PROBLEM TO SOLVE:
Change every "pointer" in the data below to "marker" and reproduce all other text unchanged.

[Rows from a dataset]
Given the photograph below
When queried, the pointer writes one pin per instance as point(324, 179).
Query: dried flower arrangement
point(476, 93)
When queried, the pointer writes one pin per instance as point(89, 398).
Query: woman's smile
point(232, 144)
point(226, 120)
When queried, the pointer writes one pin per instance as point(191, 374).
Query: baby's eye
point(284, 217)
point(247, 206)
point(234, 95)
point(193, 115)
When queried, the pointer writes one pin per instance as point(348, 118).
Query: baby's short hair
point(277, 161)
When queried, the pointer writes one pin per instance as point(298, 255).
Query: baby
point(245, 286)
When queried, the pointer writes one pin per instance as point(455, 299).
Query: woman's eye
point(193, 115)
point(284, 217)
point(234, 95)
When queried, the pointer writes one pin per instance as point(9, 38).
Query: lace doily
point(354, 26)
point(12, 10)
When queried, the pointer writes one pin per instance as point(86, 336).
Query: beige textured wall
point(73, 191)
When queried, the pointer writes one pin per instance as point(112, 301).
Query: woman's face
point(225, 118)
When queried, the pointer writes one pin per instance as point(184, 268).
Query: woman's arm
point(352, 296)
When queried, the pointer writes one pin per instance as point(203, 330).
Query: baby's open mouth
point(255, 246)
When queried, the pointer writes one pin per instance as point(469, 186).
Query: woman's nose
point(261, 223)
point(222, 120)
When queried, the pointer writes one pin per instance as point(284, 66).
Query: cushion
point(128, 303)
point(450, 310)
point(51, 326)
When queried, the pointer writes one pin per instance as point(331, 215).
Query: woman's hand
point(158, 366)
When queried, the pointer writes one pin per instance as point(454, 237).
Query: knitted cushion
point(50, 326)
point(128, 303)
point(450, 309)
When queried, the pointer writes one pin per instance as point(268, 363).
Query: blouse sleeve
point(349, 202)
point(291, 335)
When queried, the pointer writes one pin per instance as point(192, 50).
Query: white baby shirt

CORRECT RESULT:
Given the photograph below
When queried, the marker writes one pin per instance as point(324, 179).
Query: dried flower arrangement
point(476, 93)
When queried, the marker writes one pin per instance as point(89, 398).
Query: woman's smile
point(232, 144)
point(226, 120)
When queried, the marker writes one pin per instance as point(191, 374).
Query: baby's eye
point(284, 217)
point(247, 206)
point(234, 95)
point(193, 115)
When queried, the marker writes one pin per instance as point(348, 118).
Query: baby's short hair
point(277, 161)
When queried, the marker writes one pin per instance as point(298, 255).
Query: baby
point(245, 286)
When queried, the marker writes one pin per instance as point(455, 299).
Query: woman's eye
point(193, 115)
point(284, 217)
point(234, 95)
When queried, the marker writes one pin per instance as point(9, 38).
Query: lace doily
point(354, 26)
point(12, 10)
When queried, the marker writes one pin per instance as point(86, 336).
Query: beige textured wall
point(73, 191)
When queried, the marker writes one pin per instance as point(112, 301).
Query: woman's face
point(225, 118)
When queried, the marker writes one pin per instance as point(184, 268).
Query: woman's arm
point(352, 296)
When queried, the marker writes one pin per instance as point(203, 330).
Query: baby's open mouth
point(255, 246)
When queried, the marker writes one pin per instance as point(469, 186).
Query: woman's nose
point(261, 223)
point(222, 120)
When queried, the marker writes one pin per instance as point(284, 66).
Query: cushion
point(128, 303)
point(450, 310)
point(51, 326)
When queried, the marker writes one pin per instance as point(331, 215).
Query: woman's hand
point(158, 366)
When queried, the marker writes one pin per instance as point(454, 237).
Query: knitted cushion
point(50, 326)
point(128, 303)
point(450, 309)
When queried, the marker writes one pin per instance as point(268, 363).
Query: blouse sleeve
point(349, 202)
point(291, 335)
When queried, the marker writes one pin per instance as point(192, 50).
Query: white baby shirt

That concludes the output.